> _ОТРЫВОК ДЛЯ ЧТЕНИЯ_
============================================================
Вспоминая Владимира Яковлева …

Владимир Алейников – поэт, один из основателей СМОГа, независимого объединения молодых поэтов конца 60-х – начала 70-х годов уже прошлого века, близко знавший и друживший с художниками А.Зверевым, И.Ворошиловым, В.Яковлевым и многими другими художниками и поэтами того времени. В издательстве «Ретро» готовится к изданию книга воспоминаний Владимира Алейникова. Ниже публикуются фрагменты воспоминаний поэта, в том числе и не вошедшие в книгу.
Публикация Бориса Фридмана

Сколько помню Яковлева — всегда он трудился.
Полуслепой, регулярно теряющий очки с какими-то слишком уж большими, всех озадачивающими, «не как у людей», диоптриями и потому предпочитающий обходиться без них, приближал он, бывало, не глаза — лицо! — к прикреплённому кнопками на мольберте, а то и просто наспех прислонённому к нему цельному ватманскому листу бумаги с молниеносным, только ему одному и понятным, летучим наброском, несколькими штрихами уже определяющим сущность будущей работы, — и словно чуял её, видел всю её внутренним зрением.
Потом начиналось стремительное движение руки, красок и кистей.
Гуашь, которую он предпочитал, всплёскивалась в баночках, будто сама вырывалась ему навстречу, и ложилась на бумаге именно там, где было необходимо.
Точнейшими попаданиями резких мазков он заставлял двигаться, дышать всю цветовую гамму, все линии, контрасты и акценты.
============================================================
> _ИСХОДНЫЕ ДАННЫЕ_
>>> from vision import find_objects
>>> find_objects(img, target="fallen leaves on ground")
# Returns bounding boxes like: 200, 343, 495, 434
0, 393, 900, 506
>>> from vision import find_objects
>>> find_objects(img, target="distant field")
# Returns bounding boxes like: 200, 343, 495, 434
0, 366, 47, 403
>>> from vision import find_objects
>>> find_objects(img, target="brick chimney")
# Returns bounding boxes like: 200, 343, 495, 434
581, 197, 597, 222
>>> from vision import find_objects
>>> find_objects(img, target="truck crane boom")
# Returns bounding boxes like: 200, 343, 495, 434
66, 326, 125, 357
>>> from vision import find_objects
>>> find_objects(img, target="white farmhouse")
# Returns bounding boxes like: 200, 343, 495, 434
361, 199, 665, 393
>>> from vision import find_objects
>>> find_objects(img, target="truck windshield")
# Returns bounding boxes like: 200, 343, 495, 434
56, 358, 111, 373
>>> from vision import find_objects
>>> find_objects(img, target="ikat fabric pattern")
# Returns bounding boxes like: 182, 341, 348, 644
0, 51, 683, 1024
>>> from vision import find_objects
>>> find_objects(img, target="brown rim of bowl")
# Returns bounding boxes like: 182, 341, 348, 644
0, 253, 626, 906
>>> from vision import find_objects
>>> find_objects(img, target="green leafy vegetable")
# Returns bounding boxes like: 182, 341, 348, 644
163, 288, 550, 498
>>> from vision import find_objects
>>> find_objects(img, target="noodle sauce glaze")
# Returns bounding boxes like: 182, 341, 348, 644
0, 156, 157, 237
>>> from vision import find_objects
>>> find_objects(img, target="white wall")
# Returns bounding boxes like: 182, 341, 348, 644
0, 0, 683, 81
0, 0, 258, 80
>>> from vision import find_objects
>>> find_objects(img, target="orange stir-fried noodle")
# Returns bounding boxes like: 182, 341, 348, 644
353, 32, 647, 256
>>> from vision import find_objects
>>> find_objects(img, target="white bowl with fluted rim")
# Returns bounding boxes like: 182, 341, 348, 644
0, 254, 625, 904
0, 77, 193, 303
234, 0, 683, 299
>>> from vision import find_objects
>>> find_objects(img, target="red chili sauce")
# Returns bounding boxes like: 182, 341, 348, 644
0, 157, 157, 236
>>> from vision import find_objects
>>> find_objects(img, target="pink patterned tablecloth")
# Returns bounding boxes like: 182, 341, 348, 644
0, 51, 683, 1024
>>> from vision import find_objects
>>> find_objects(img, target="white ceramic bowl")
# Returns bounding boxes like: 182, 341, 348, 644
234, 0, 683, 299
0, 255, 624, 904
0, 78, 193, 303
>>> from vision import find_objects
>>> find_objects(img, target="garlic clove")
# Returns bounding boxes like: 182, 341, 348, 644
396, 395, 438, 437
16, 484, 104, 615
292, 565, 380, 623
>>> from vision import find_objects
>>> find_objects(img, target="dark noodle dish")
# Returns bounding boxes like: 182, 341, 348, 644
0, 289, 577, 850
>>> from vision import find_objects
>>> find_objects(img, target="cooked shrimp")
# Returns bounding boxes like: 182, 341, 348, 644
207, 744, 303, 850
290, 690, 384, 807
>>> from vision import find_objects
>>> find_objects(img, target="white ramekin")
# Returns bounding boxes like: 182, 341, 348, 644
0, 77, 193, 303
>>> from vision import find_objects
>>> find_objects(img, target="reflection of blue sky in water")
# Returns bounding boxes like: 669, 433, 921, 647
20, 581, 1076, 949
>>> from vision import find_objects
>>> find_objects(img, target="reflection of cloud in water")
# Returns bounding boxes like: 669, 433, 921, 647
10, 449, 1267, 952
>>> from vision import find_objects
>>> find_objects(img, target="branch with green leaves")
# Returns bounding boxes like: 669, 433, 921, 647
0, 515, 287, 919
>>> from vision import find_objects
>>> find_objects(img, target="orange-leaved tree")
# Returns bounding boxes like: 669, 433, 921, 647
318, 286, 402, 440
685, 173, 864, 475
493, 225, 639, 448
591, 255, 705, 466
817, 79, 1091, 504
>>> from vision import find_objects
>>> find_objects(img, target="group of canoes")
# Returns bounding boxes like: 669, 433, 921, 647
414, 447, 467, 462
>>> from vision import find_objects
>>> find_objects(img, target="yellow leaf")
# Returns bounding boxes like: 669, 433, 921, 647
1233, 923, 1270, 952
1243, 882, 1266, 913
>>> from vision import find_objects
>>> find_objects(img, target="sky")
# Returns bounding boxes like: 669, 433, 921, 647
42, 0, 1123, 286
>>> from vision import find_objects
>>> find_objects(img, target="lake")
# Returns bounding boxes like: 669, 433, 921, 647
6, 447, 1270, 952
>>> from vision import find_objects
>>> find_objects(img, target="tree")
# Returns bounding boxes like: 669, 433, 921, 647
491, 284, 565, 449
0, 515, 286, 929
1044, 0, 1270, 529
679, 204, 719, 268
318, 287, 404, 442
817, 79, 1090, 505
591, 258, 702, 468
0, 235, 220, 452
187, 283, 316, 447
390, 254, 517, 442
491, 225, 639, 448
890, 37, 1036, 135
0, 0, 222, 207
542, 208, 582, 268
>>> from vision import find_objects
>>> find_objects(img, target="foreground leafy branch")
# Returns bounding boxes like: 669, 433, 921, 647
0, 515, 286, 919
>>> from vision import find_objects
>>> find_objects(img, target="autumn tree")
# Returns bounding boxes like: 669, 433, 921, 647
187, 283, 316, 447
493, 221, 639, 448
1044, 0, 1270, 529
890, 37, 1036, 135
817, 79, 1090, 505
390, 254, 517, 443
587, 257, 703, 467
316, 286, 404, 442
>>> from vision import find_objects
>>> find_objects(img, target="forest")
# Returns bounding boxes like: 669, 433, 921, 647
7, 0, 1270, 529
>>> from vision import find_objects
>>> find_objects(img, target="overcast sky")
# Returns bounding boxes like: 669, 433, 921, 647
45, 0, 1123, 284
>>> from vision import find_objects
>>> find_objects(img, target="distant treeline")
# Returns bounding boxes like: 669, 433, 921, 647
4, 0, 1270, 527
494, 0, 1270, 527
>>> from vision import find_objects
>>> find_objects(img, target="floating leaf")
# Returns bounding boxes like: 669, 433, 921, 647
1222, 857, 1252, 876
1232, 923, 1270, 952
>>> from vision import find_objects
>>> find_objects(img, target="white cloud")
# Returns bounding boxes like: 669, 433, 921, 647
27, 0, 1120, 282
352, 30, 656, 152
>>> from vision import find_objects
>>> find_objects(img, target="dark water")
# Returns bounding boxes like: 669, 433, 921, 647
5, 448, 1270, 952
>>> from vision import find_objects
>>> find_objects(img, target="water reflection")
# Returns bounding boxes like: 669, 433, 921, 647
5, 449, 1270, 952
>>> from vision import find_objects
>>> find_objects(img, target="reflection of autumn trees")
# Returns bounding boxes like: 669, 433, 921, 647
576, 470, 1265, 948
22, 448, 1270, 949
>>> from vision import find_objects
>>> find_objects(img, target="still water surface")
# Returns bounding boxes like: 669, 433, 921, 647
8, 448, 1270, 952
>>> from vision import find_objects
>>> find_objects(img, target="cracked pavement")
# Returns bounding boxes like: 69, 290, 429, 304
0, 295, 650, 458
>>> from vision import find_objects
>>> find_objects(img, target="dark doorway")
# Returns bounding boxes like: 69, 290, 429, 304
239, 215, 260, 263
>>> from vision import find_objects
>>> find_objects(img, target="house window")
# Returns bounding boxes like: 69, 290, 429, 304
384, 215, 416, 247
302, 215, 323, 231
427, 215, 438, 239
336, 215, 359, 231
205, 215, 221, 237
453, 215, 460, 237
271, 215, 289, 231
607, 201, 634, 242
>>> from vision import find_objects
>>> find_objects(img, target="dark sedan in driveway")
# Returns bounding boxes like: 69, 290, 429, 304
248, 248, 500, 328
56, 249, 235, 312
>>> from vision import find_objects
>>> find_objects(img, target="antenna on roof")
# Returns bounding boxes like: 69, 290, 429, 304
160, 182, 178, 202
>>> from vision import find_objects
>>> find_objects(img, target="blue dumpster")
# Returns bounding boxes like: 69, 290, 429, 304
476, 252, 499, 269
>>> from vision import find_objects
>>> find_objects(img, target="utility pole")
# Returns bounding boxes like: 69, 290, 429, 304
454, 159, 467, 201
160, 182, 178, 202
============================================================
> _ПИСЬМЕННЫЕ ЗАДАНИЯ_
a) Пожалуйста, напечатайте отрывок о Владимире Яковлеве целиком и без изменений.
b) Переименуйте «find_objects» в «locate_objects» в части листинга от его начала по строку с «581, 197, 597, 222» включительно и приведите только эти строки, больше ничего в них не меняя.

> _СПИСОК РЕШЕНИЙ_
a)
Вспоминая Владимира Яковлева …

Владимир Алейников – поэт, один из основателей СМОГа, независимого объединения молодых поэтов конца 60-х – начала 70-х годов уже прошлого века, близко знавший и друживший с художниками А.Зверевым, И.Ворошиловым, В.Яковлевым и многими другими художниками и поэтами того времени. В издательстве «Ретро» готовится к изданию книга воспоминаний Владимира Алейникова. Ниже публикуются фрагменты воспоминаний поэта, в том числе и не вошедшие в книгу.
Публикация Бориса Фридмана

Сколько помню Яковлева — всегда он трудился.
Полуслепой, регулярно теряющий очки с какими-то слишком уж большими, всех озадачивающими, «не как у людей», диоптриями и потому предпочитающий обходиться без них, приближал он, бывало, не глаза — лицо! — к прикреплённому кнопками на мольберте, а то и просто наспех прислонённому к нему цельному ватманскому листу бумаги с молниеносным, только ему одному и понятным, летучим наброском, несколькими штрихами уже определяющим сущность будущей работы, — и словно чуял её, видел всю её внутренним зрением.
Потом начиналось стремительное движение руки, красок и кистей.
Гуашь, которую он предпочитал, всплёскивалась в баночках, будто сама вырывалась ему навстречу, и ложилась на бумаге именно там, где было необходимо.
Точнейшими попаданиями резких мазков он заставлял двигаться, дышать всю цветовую гамму, все линии, контрасты и акценты.

b)
>>> from vision import locate_objects
>>> locate_objects(img, target="fallen leaves on ground")
# Returns bounding boxes like: 200, 343, 495, 434
0, 393, 900, 506
>>> from vision import locate_objects
>>> locate_objects(img, target="distant field")
# Returns bounding boxes like: 200, 343, 495, 434
0, 366, 47, 403
>>> from vision import locate_objects
>>> locate_objects(img, target="brick chimney")
# Returns bounding boxes like: 200, 343, 495, 434
581, 197, 597, 222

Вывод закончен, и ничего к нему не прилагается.